- ACTIVITIES
A - List the things that the article on genetic counseling says genetic counselors can help patients do.
B - According to the article on genetic counseling, what will the Lombardi Comprehensive Cancer Center study compare?
C - From the article on genetic counseling, print the passage starting at "While the science" and ending at "counseling comes in.".

Genetic Counselors May Prepare Us for Bad News
> 3/21/2008 7:37:11 AM

While the science of genetic predictions is still in its infancy, more than 1,100 tests are currently marketed as tools that can assess the risk of a variety of health problems. The New York Times has already run numerous stories this year about the worry that these tests are causing. In January, a federal advisory panel warned that there is inadequate oversight of these tests. The accuracy of many of them remains unconfirmed, and even accurate tests can be easily misinterpreted. If consumers are savvy enough to factually understand the results, they still might not be prepared to emotionally handle them. That is where the emerging field of genetic counseling comes in.

Do-it-yourself genetic tests are simple and increasingly cheap. For a few hundred dollars, anyone can swab their cheek and mail it in to a laboratory for testing. A few weeks later they will receive a letter with their results. This letter may tell you that you have little to worry about, or it may break the news that you are almost certainly going to develop a devastating illness like Huntington's Disease. Receiving such news with as much equanimity as possible requires mental preparation and advice on how to best incorporate the knowledge into your life.

Genetic counselors can help patients put the risk into perspective, deal with their fears, and then discuss their fears with loved ones before deciding on a course of action. Left to handle the news without adequate support, patients might deal with their fears in extreme ways such as immediate double mastectomy or complete denial. As many patients are afraid to reveal their results, for fear that their insurance companies will find out and drop their coverage, they would have to suffer alone if they could not speak to a genetic counselor.

Mail-in genetic tests can reach anywhere in the country, but genetic counselors are not numerous and dispersed enough to meet with every person who needs them. That is why a large study by the Lombardi Comprehensive Cancer Center on the viability of phone counseling is so important. This study, which has just begun recruiting participants, will compare the effectiveness of in-person and phone counseling for women receiving the results of the BRCA1/2 mutation test. Dr. Beth Peshkin, senior genetics counselor at Lombardi, explained the significance of her experiment in a press release:

In anticipation of this increased demand, it is imperative we find alternatives to traditional genetic susceptibility counseling and that we develop and evaluate these possible options now. A successful alternative would be one that effectively delivers information but allows greater accessibility, such as telephone counseling.

We will intently follow the results of this comparison study. Dr. Peshkin has a solid record of revealing crucial points about the way that genetic information is disseminated, such as this recent exploration of the conversations that mothers have with their husbands and children about cancer risk, so she is well qualified to investigate the effectiveness of dispensing information and advice over the phone. Genetic tests will undoubtably become more popular, so it is imperative that we find some way to prepare people for bad news.

Stored dataset items
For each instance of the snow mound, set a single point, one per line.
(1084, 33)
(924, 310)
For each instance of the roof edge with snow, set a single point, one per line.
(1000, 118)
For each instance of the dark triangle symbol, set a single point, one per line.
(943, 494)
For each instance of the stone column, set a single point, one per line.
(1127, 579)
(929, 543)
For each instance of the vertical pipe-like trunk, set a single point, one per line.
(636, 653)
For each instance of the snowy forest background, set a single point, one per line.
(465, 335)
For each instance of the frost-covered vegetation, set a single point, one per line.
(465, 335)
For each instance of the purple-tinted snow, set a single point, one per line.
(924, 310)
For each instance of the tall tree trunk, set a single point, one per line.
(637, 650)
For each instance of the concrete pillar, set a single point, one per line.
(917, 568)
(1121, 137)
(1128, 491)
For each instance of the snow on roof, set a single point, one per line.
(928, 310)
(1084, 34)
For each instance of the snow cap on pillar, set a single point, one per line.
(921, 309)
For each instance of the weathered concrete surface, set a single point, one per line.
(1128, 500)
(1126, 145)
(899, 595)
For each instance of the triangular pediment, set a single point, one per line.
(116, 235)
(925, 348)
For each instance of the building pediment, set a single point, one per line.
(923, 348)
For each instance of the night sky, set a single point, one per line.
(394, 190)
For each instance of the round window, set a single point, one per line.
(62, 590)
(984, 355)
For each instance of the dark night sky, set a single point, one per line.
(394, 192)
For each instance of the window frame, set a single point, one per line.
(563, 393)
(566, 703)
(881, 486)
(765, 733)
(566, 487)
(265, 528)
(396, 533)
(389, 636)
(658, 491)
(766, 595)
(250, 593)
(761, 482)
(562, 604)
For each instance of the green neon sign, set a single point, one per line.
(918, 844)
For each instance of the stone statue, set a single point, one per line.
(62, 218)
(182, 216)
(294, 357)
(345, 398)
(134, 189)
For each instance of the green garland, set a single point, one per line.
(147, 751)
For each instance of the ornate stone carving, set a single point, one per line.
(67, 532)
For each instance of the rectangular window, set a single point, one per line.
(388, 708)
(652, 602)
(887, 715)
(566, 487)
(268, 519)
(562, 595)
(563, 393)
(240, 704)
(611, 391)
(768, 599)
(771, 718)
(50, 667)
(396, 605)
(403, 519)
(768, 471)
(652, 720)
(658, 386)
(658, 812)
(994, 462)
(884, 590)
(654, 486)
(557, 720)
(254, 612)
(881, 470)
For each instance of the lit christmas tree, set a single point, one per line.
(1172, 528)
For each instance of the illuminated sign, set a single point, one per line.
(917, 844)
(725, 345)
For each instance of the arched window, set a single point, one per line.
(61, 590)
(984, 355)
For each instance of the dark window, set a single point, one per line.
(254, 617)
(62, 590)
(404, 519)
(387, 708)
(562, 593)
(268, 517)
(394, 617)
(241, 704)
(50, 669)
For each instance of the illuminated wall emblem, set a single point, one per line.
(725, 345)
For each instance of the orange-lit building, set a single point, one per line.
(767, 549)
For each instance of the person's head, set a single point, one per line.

- SOLUTIONS IN ORDER
A -
- Put the risk into perspective
- Deal with their fears
- Discuss their fears with loved ones before deciding on a course of action

B - It will compare the effectiveness of in-person and phone counseling for women receiving the results of the BRCA1/2 mutation test.

C -
While the science of genetic predictions is still in its infancy, more than 1,100 tests are currently marketed as tools that can assess the risk of a variety of health problems. The New York Times has already run numerous stories this year about the worry that these tests are causing. In January, a federal advisory panel warned that there is inadequate oversight of these tests. The accuracy of many of them remains unconfirmed, and even accurate tests can be easily misinterpreted. If consumers are savvy enough to factually understand the results, they still might not be prepared to emotionally handle them. That is where the emerging field of genetic counseling comes in.